やること: 下の本文から、不妊の女性側の原因として挙げられているケースをすべて書き出してください。

本文:
日本での不妊カップルは、10組に1組以上とされています。女性側の原因には、体質や高齢のためうまく排卵できないケース、クラミジアなどの性感染症や子宮内膜症という病気が引き金となり、卵管閉塞などが起こって卵子がうまく卵管に取り込めないケース、抗精子抗体(精子に対する異常な免疫)があるため子宮に精子が進入しにくいケース、子宮内膜が不良で着床できないケース―などがあります。
■女性の生殖能力、年齢とともに低下 若年層の精子異常も増加傾向
若年女性では、妊娠中絶を繰り返して子宮内膜が傷ついたことによる不妊もありますが、最も懸念されるのは、無防備な性交渉による性感染症のまん延で卵管異常が増え、不妊症予備軍が著しく増加していると考えられることです。一方、最近では晩婚化により年齢的に妊娠のチャンスを逃す女性も増加しており、加齢による生殖能力の低下は重大な問題です。女性の生殖能力は35歳ごろから徐々に低下し、40歳を超えると極めて厳しい状態になるからです。
男性側の原因は主に精子の異常(精子数、運動能力異常、形態不良など)です。男性は女性より年齢による生殖能力の低下は緩やかですが、逆に若年なのに精子が不良の方も増えています。
■カップルで検査、3割が原因不明 年齢や希望に応じた適切な治療を
検査は、女性は基礎体温(排卵の有無)のチェック、子宮卵管造影検査(卵管の通過性のチェック)、ヒューナ検査(精子の子宮内進入チェック)、超音波検査・尿中LH検査(排卵時期の推定)、血液検査(ホルモン状態や抗精子抗体)、男性は精液検査、血中ホルモン検査等、そして夫婦ともに感染症検査等をすることになります。
原因を調べても約30%のカップルは原因不明です。問題点が見つかる場合では、その約3分の1は女性側に、3分の1は男性側に、3分の1は双方に不妊原因が見つかります。これらの検査結果や夫婦の年齢、将来の希望などを考慮しつつ治療を開始し、必要に応じてステップアップ(投薬、人工授精、体外受精など)していくことになります。

対象データ:
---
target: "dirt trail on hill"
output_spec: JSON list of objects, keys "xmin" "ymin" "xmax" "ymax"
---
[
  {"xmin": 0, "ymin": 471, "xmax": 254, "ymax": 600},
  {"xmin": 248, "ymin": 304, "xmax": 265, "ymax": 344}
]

解答:
・体質や高齢のためうまく排卵できないケース
・クラミジアなどの性感染症や子宮内膜症という病気が引き金となり、卵管閉塞などが起こって卵子がうまく卵管に取り込めないケース
・抗精子抗体(精子に対する異常な免疫)があるため子宮に精子が進入しにくいケース
・子宮内膜が不良で着床できないケース